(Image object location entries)
====

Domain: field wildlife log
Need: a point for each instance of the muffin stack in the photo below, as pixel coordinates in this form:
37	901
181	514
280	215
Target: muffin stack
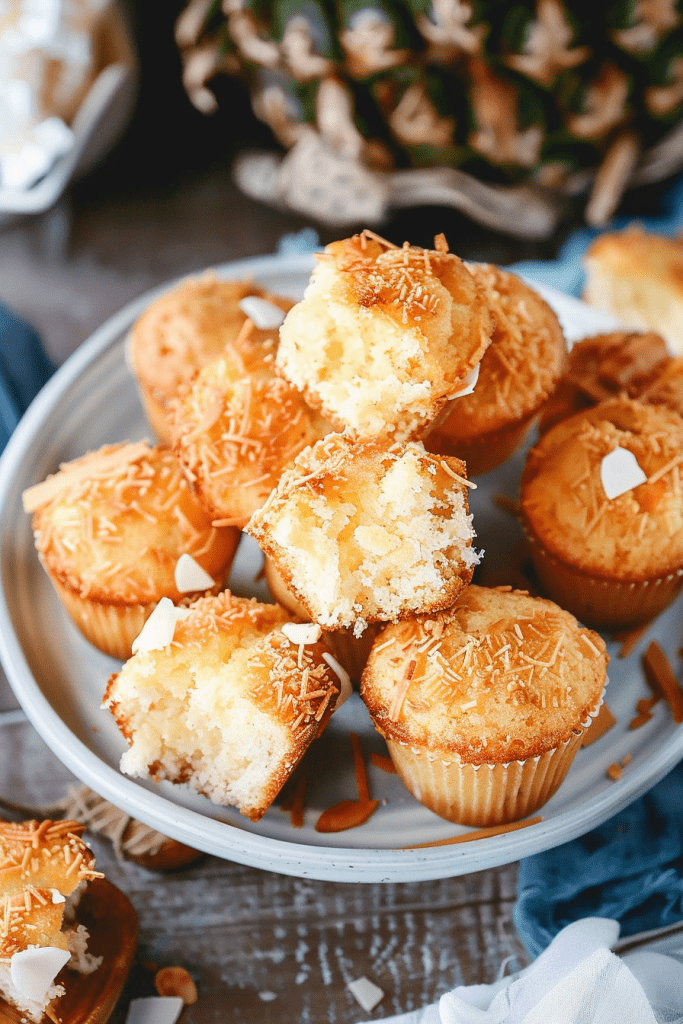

====

Directive> Please repeat the rows above word for word, leaving the pictures out of your answer.

Response>
Domain: field wildlife log
Need: a point for each instance of the muffin stack in the photo below, as pixel coordinates in this form:
37	901
181	514
280	215
Target: muffin stack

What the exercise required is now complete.